Assignment
Retype the lines starting at the line that contains "Produce the exact" and ending at the line that contains "positive clicks: (499, 1380) (440, 888)", both included, and nothing else.

Data excerpts
--- START ---
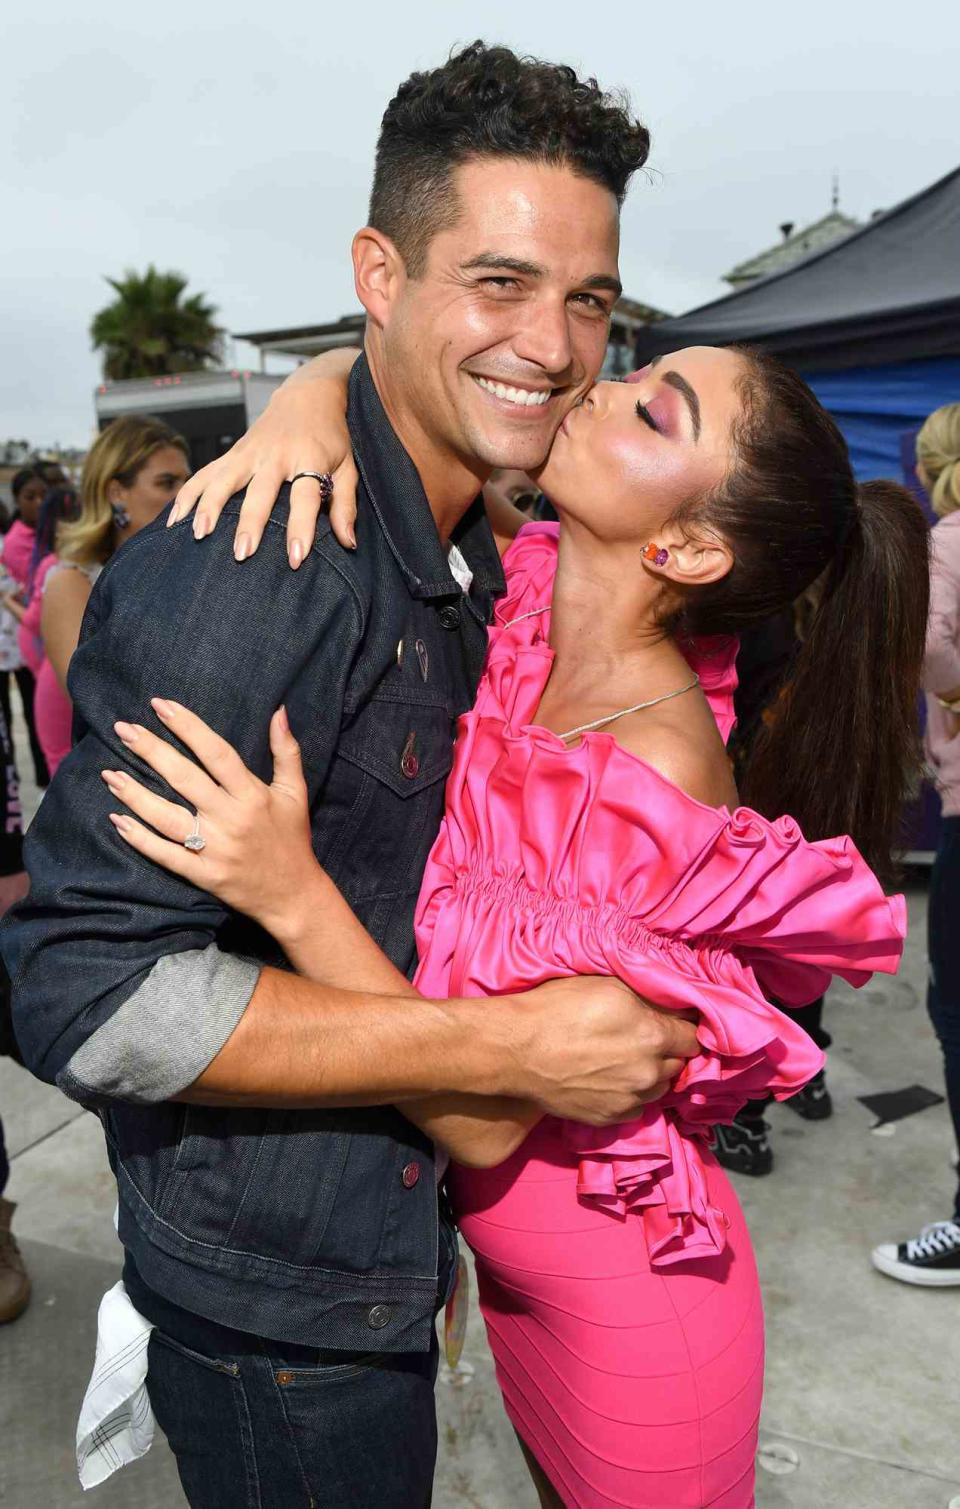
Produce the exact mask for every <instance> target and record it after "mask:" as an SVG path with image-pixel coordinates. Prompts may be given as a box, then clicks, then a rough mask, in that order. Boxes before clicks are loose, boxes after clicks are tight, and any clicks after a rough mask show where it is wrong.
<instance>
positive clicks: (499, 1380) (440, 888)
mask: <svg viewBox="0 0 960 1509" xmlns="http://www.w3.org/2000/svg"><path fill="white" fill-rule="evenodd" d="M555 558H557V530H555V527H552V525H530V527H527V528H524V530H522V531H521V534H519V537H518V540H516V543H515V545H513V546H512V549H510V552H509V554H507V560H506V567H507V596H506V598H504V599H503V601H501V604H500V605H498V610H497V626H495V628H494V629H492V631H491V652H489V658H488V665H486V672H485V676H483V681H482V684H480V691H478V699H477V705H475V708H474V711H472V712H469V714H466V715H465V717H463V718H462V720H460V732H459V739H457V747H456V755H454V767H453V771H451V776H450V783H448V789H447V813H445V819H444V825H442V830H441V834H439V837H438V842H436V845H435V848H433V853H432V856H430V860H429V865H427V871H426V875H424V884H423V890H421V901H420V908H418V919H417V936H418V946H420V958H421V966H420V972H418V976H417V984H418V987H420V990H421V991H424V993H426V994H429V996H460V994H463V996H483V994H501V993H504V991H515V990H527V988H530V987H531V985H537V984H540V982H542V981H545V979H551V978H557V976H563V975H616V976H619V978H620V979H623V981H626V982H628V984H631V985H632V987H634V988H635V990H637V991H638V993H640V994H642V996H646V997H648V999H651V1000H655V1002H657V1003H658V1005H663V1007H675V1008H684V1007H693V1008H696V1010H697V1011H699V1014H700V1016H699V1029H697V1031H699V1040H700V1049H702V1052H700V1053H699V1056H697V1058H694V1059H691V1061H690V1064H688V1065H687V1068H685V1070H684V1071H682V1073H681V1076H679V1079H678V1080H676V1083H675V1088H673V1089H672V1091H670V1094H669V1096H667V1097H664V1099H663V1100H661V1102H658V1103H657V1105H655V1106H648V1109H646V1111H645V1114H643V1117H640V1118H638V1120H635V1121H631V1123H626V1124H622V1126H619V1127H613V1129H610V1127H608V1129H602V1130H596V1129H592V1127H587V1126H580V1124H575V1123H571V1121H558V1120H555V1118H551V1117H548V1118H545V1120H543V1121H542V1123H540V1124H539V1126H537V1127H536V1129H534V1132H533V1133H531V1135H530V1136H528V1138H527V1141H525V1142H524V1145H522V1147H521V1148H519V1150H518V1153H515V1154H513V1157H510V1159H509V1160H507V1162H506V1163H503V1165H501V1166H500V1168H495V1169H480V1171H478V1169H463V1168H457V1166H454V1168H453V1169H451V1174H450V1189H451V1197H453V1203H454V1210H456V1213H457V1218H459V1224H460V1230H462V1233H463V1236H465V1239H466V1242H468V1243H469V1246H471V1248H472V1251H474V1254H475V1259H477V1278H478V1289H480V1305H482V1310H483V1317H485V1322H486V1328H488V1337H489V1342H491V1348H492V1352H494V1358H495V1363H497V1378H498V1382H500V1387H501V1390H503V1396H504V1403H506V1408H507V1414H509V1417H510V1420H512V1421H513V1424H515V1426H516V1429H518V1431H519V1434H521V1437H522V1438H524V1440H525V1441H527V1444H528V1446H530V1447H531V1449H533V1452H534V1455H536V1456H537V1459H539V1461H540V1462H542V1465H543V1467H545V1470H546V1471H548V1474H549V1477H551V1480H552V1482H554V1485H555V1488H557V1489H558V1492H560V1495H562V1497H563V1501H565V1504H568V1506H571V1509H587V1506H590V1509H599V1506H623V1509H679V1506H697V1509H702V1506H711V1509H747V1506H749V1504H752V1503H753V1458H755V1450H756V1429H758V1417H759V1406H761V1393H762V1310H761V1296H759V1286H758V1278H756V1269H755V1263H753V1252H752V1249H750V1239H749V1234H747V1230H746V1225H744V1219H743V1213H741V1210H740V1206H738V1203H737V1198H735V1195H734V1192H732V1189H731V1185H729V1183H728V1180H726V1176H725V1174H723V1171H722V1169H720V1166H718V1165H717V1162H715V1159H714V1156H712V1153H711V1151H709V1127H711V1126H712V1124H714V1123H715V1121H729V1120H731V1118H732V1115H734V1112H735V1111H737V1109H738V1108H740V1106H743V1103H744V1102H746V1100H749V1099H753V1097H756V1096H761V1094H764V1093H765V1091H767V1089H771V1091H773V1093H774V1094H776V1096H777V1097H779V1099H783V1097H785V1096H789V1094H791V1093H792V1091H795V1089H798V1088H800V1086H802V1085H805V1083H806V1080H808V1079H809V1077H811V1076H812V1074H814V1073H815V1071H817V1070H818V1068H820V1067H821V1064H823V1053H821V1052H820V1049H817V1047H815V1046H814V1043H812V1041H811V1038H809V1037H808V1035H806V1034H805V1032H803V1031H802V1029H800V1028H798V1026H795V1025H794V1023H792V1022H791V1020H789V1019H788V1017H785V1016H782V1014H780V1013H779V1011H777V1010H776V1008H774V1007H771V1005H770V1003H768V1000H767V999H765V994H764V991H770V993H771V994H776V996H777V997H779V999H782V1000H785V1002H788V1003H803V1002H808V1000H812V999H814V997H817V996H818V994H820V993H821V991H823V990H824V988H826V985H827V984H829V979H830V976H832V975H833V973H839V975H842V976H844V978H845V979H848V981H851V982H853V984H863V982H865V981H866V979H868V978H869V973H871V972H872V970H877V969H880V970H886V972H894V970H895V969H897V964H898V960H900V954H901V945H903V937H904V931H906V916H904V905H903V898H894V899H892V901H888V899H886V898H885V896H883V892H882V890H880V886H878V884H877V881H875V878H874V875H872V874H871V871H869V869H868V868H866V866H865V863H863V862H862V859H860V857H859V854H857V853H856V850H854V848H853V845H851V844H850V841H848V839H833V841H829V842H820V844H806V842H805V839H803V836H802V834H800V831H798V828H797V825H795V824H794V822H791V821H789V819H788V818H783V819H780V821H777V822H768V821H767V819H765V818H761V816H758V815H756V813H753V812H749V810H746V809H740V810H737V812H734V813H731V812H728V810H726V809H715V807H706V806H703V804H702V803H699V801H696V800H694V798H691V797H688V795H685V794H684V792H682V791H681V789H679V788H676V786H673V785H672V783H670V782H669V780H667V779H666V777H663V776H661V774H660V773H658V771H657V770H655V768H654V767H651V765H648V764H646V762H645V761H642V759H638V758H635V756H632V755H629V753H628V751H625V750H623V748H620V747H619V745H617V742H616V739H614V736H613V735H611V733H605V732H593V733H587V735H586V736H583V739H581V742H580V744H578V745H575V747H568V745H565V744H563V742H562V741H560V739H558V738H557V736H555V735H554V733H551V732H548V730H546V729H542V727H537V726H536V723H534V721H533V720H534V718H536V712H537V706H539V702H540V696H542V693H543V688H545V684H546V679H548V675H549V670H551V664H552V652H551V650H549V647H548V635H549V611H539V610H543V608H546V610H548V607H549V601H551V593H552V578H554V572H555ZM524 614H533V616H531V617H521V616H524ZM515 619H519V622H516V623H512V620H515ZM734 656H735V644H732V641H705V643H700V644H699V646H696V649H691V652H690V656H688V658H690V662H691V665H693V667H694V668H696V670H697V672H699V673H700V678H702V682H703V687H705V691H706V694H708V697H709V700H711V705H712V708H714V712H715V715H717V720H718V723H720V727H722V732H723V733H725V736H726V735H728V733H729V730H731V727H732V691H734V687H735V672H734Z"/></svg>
--- END ---
--- START ---
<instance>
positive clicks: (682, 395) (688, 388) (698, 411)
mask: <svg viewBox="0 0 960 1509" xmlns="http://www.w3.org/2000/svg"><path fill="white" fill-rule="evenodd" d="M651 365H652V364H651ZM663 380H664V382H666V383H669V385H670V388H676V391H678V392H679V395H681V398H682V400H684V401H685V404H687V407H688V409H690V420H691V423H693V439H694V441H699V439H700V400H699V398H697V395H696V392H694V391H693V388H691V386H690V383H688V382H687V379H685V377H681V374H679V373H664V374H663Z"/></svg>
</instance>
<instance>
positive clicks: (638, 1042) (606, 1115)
--- END ---
Solution
Produce the exact mask for every <instance> target and record it after "mask:" as an SVG path with image-pixel coordinates. Prompts may be given as a box, then clicks, then a rough mask, in that order. Boxes before clicks are loose, boxes after clicks are tight, and any clicks after a rough mask show where it is wrong.
<instance>
positive clicks: (499, 1380) (440, 888)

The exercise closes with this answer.